• Problem to solve: Copy each of the records below word for word, with no changes.

** START OF Data for processing **

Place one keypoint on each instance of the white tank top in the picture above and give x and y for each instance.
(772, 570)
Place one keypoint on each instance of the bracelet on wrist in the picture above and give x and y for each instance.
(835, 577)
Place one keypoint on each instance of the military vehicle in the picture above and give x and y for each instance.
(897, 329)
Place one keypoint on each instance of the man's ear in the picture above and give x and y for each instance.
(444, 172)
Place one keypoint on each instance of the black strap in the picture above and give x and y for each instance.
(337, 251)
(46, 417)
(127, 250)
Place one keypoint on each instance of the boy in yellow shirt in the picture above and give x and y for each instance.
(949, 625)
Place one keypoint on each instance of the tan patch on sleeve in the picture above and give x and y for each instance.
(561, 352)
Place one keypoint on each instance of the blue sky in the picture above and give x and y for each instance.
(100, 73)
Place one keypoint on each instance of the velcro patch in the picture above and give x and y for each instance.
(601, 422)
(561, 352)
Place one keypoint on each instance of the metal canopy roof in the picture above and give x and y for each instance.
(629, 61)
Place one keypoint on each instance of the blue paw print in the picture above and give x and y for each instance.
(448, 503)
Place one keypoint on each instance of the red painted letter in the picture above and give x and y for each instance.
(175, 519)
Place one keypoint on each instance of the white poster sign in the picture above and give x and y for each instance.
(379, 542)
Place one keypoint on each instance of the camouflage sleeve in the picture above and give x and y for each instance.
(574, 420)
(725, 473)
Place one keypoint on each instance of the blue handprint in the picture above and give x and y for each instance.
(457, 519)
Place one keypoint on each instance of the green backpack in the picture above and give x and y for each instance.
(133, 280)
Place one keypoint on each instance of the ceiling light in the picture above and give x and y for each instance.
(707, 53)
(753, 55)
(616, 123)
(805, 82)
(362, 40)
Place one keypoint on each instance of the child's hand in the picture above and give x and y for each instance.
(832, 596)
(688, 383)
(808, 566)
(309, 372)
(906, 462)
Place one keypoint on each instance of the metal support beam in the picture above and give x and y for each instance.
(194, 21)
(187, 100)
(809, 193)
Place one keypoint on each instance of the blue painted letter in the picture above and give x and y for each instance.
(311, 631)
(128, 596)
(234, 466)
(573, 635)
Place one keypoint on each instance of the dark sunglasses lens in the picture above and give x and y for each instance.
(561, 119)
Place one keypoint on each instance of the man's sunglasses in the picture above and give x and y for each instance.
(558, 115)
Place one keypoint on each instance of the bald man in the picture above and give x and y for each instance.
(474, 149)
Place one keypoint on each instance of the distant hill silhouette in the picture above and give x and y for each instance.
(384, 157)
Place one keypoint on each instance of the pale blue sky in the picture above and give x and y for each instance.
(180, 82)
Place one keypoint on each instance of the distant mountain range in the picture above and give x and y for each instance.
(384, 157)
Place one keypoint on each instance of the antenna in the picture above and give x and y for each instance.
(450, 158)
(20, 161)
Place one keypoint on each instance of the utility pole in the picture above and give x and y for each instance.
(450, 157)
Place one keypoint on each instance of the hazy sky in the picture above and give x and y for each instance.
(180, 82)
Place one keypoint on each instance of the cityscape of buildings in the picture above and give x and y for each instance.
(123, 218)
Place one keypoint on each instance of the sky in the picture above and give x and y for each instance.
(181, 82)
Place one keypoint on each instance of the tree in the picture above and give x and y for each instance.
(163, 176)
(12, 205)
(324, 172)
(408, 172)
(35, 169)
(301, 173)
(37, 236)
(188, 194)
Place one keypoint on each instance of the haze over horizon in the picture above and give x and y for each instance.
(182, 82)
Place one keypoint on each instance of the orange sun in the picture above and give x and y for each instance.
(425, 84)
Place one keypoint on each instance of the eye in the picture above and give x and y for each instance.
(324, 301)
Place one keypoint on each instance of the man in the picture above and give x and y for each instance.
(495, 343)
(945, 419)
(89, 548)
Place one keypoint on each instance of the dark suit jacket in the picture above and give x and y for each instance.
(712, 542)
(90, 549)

** END OF Data for processing **

• Result of this task:
Place one keypoint on each instance of the white tank top in the picture above and give x and y for each instance.
(772, 570)
Place one keypoint on each instance of the bracelet on wrist in the picture above and give x and y for each instance.
(835, 577)
Place one keypoint on each instance of the military vehicle in the picture above and give x and y for each instance.
(897, 329)
Place one keypoint on each instance of the man's ear in the picture above and give x and y for each instance.
(444, 172)
Place one keypoint on each instance of the black strap in the picture above and give x and y for each instance.
(337, 251)
(46, 417)
(127, 250)
Place one keypoint on each instance of the boy in yellow shirt in the picture above and give x and y for each instance.
(949, 625)
Place one keypoint on each instance of the tan patch on sleeve in the picture above and give x and y for each instance.
(561, 352)
Place one keypoint on each instance of the blue sky in the picture above and give x and y for each instance.
(100, 73)
Place one keypoint on each instance of the velcro patch in the picture above and give x and y for each instance.
(601, 422)
(561, 352)
Place one keypoint on each instance of the metal canopy roof in the picture above and give x and y for each instance.
(629, 61)
Place one keypoint on each instance of the blue paw print in the picture above and give x and y for each instance.
(448, 503)
Place one keypoint on each instance of the red painted letter in the picture above and give x and y for each instance.
(175, 519)
Place one keypoint on each instance of the white poster sign in the picture above and give x and y for each instance.
(379, 542)
Place one keypoint on each instance of the camouflage sleeve in the picture above and give x and y for each instance.
(574, 420)
(725, 473)
Place one keypoint on each instance of the blue handprint in the picture above and give x and y for each instance.
(457, 519)
Place one keypoint on each instance of the green backpack in the picture above and give x and y for each instance.
(133, 280)
Place one keypoint on each instance of the ceiling light in the picture above and give x and y for each instance.
(707, 53)
(753, 55)
(616, 123)
(805, 82)
(362, 40)
Place one keypoint on each instance of the child's hand in the picture above and give x and y for each instance.
(832, 596)
(688, 383)
(808, 566)
(309, 372)
(906, 462)
Place one keypoint on each instance of the metal support beam in the picture above and give x and y for each instance.
(194, 21)
(187, 100)
(809, 193)
Place one keypoint on each instance of the blue painted letter in the picture above and give x and y for each instance.
(311, 631)
(128, 596)
(234, 466)
(573, 635)
Place one keypoint on each instance of the dark sunglasses lens in the picture above and give x and y for each instance.
(561, 119)
Place one keypoint on each instance of the man's sunglasses in the picture above and give x and y for each instance.
(558, 115)
Place one keypoint on each instance of the bald man in the picture above and give x and y for each instance.
(474, 149)
Place one keypoint on each instance of the distant hill silhouette in the picture above and give x and y for each instance.
(384, 157)
Place one keypoint on each instance of the pale blue sky in the picture above and give x and y for each instance.
(180, 82)
Place one keypoint on each instance of the distant mountain range in the picture above and give x and y for each instance.
(384, 157)
Place one keypoint on each instance of the antenna in the picture above and give x and y for each instance.
(450, 158)
(20, 161)
Place one keypoint on each instance of the utility pole in the picture above and give x and y for each instance.
(450, 157)
Place one keypoint on each instance of the hazy sky in the picture above and give x and y for each instance.
(180, 82)
Place one keypoint on each instance of the cityscape of buildings in the picture above and give x and y for each instance.
(123, 218)
Place one keypoint on each instance of the sky in the picture above and give x and y for each instance.
(181, 82)
Place one keypoint on each instance of the tree in the picture above and give x and y for each instance.
(163, 176)
(12, 205)
(324, 172)
(408, 172)
(35, 169)
(301, 173)
(37, 236)
(188, 194)
Place one keypoint on each instance of the haze over horizon in the picture above and give x and y for each instance.
(182, 82)
Place one keypoint on each instance of the orange sun in the picture above and give x and y for each instance.
(425, 84)
Place one keypoint on each instance of the eye in the picture above and give x and y for each instance.
(324, 301)
Place one keypoint on each instance of the man in the picture above and give x and y for each instance.
(495, 343)
(945, 419)
(89, 548)
Place one keypoint on each instance of the dark suit jacket in the picture above and give x and y for each instance.
(712, 542)
(90, 549)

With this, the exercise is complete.